The major importance of cryptococcal pulmonary infection is that the lung is the portal of entry for disseminated infection, which frequently involves the central nervous system. Presenting symptoms of the central nervous system can be subtle and nonspecific (eg, headache with or without fever). Thus, an aggressive diagnostic evaluation must be initiated even for asymptomatic pulmonary infection. Among solid organ transplant recipients, cryptococcal infection is most common in liver transplant recipients [46]. (See "Cryptococcus neoformans infection outside the central nervous system" and "Cryptococcus gattii infection: Clinical features and diagnosis".)
Candida species — Although Candida species are frequently isolated from sputum, cases of pulmonary invasion are extremely rare even in immunocompromised hosts. Thus, a positive sputum culture for Candida albicans should not lead to specific therapy against Candida spp; other processes should be sought to explain pulmonary symptoms. (See "Candida infections of the abdomen and thorax", section on 'Pneumonia'.)
By contrast, hematogenous seeding of the lungs during fungemia can occur with Candida species. Fungemia commonly results from infection of indwelling vascular access catheters and infection related to transplant surgery (particularly of the pancreas or liver). Other Candida species (eg, Candida glabrata and Candida krusei) have become more frequent pathogens in these hosts, possibly as a result of nosocomial exposures and prior exposure to prophylactic agents including fluconazole. C. auris is an uncommon pulmonary pathogen that more frequently involves the bloodstream and is often multidrug resistant [47]. (See "Management of candidemia and invasive candidiasis in adults".)
Agents of mucormycosis — Mucormycosis (previously called zygomycosis) is an infection caused by fungi that belong to the order Mucorales including Rhizopus spp, Mucor spp, Lichtheimia (previously Absidia) spp, Cunninghamella, Rhizomucor, and Apophysomyces spp [47]. The lung is a common site of infection along with the sinuses, rhinocerebral spaces, skin, and gastrointestinal tract.
Invasive disease is more common in diabetic patients often with exogenous immune suppression and neutropenia and may follow CMV infection. In the lungs, these molds cause rapidly progressive single or multiple pulmonary nodules and may produce lung infarction and necrosis, hemorrhage, and empyema. Metastatic spread to the skin is common. Surgical excision is generally required in addition to antifungal therapy. (See "Mucormycosis (zygomycosis)".)
Other fungi — The spectrum of fungal pathogens in immunocompromised patients includes fungi with distinct antifungal susceptibility patterns. These include Scedosporium apiospermum complex and Lomentospora prolificans (formerly Scedosporium prolificans), Fusarium spp, Trichosporon spp, Geotrichum spp, and various dematiaceous or brown-black molds. Failure to respond to therapy may suggest the need for antifungal susceptibility testing. (See "Treatment of Scedosporium and Lomentospora infections" and "Mycology, pathogenesis, and epidemiology of Fusarium infection" and "Antifungal susceptibility testing".)

(Segmentation mask data)
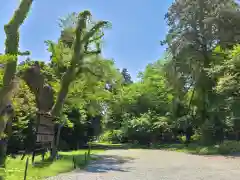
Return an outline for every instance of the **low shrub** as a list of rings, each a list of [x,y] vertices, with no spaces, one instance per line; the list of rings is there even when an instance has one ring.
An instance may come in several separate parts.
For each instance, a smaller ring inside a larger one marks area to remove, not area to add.
[[[177,139],[178,139],[182,144],[185,144],[185,143],[186,143],[186,136],[177,136]]]
[[[224,141],[218,150],[220,154],[240,153],[240,141]]]
[[[101,142],[120,143],[122,142],[123,132],[121,130],[112,130],[104,132],[99,140]]]

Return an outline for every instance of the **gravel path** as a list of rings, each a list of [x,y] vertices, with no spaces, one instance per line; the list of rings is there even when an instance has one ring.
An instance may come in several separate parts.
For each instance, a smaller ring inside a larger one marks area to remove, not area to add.
[[[240,158],[161,150],[108,150],[85,171],[48,180],[239,180]]]

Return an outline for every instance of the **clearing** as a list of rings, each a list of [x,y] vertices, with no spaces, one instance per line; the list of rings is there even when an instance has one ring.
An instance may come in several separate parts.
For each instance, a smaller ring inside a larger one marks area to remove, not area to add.
[[[108,150],[86,170],[48,180],[239,180],[240,158],[162,150]]]

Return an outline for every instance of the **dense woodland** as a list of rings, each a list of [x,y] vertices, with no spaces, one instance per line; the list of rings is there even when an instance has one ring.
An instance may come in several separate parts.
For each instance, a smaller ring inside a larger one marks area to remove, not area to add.
[[[22,0],[4,27],[1,164],[6,151],[31,151],[37,111],[57,117],[60,150],[96,139],[150,144],[179,142],[184,136],[185,143],[204,145],[240,140],[240,8],[235,1],[175,0],[165,16],[165,55],[139,72],[136,82],[101,54],[104,29],[111,24],[95,21],[89,11],[61,19],[58,41],[45,41],[49,59],[20,52],[19,27],[32,3]],[[19,56],[25,60],[19,62]]]

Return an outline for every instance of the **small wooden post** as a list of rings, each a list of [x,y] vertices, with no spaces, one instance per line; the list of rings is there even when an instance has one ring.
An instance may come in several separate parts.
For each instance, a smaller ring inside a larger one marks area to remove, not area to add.
[[[87,152],[85,152],[84,158],[85,158],[85,159],[84,159],[84,160],[85,160],[84,162],[85,162],[85,164],[87,164]]]
[[[27,179],[28,160],[29,160],[29,157],[27,157],[27,160],[26,160],[26,165],[25,165],[25,170],[24,170],[24,180]]]
[[[76,169],[76,161],[74,156],[73,156],[73,168]]]

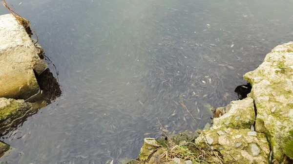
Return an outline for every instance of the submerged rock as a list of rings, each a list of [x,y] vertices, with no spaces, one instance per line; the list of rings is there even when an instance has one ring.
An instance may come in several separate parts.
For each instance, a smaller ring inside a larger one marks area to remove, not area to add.
[[[0,16],[0,97],[26,100],[40,91],[34,70],[41,73],[46,65],[13,16]]]
[[[9,149],[10,146],[0,142],[0,154],[2,154]]]
[[[292,129],[286,128],[293,124],[293,42],[274,48],[244,79],[252,86],[249,96],[256,108],[255,130],[268,137],[274,159],[282,162],[284,153],[293,159],[292,142],[276,138],[292,137]]]
[[[0,98],[0,128],[9,126],[31,109],[31,104],[23,100]]]

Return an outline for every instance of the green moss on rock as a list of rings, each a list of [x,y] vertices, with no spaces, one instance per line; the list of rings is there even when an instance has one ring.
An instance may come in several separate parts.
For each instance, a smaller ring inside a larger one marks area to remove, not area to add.
[[[2,154],[9,149],[10,146],[0,142],[0,154]]]
[[[31,109],[31,104],[23,100],[0,98],[0,128],[11,124]]]

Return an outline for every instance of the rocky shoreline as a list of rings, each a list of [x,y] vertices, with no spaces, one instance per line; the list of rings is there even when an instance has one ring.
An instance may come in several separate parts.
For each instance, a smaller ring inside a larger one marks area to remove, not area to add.
[[[293,42],[274,48],[257,69],[244,78],[252,88],[248,97],[217,109],[218,118],[214,118],[212,126],[193,141],[202,151],[220,157],[207,159],[203,163],[292,163]],[[151,147],[145,142],[138,159],[129,164],[162,163],[160,159],[167,149],[148,150],[148,147]],[[181,158],[163,163],[191,162]]]
[[[48,91],[40,88],[42,86],[40,84],[43,85],[44,82],[36,78],[41,76],[43,72],[48,72],[46,71],[48,69],[43,60],[43,50],[31,36],[31,34],[28,34],[12,14],[0,16],[1,133],[23,119],[28,113],[50,103],[43,98],[43,95],[48,94]],[[50,82],[50,80],[48,81]],[[56,85],[57,83],[51,83]],[[59,85],[57,85],[58,87],[54,89],[60,95],[61,91]],[[9,146],[0,142],[0,154],[9,149]]]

◆ **Questions on the material**
1 – Rewrite the stretch of the fungal infection passage from "Agents of mucormycosis" through "and gastrointestinal tract.", replacing "rhinocerebral spaces" with "orbital spaces".
2 – Name every genus that the fungal infection passage places in the order Mucorales.

◆ **Responses to the exercise**
1 –
Agents of mucormycosis — Mucormycosis (previously called zygomycosis) is an infection caused by fungi that belong to the order Mucorales including Rhizopus spp, Mucor spp, Lichtheimia (previously Absidia) spp, Cunninghamella, Rhizomucor, and Apophysomyces spp [47]. The lung is a common site of infection along with the sinuses, orbital spaces, skin, and gastrointestinal tract.

2 –
Rhizopus
Mucor
Lichtheimia (previously Absidia)
Cunninghamella
Rhizomucor
Apophysomyces